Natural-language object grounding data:
= = = = =
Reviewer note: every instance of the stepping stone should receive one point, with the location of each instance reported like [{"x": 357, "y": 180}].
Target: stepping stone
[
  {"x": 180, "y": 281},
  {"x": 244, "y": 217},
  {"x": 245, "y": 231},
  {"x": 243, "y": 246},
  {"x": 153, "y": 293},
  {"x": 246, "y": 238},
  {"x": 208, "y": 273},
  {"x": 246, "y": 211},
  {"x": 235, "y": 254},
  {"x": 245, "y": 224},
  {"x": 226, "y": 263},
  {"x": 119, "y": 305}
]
= = = = =
## PROBLEM
The answer should be an exact reproduction of all the entries.

## ANSWER SPACE
Reviewer note: every instance of the stepping stone should receive one point, with the location of each instance reported like [{"x": 357, "y": 180}].
Target: stepping stone
[
  {"x": 180, "y": 281},
  {"x": 244, "y": 217},
  {"x": 245, "y": 231},
  {"x": 243, "y": 246},
  {"x": 153, "y": 293},
  {"x": 246, "y": 238},
  {"x": 208, "y": 273},
  {"x": 246, "y": 211},
  {"x": 235, "y": 254},
  {"x": 245, "y": 224},
  {"x": 226, "y": 263},
  {"x": 119, "y": 305}
]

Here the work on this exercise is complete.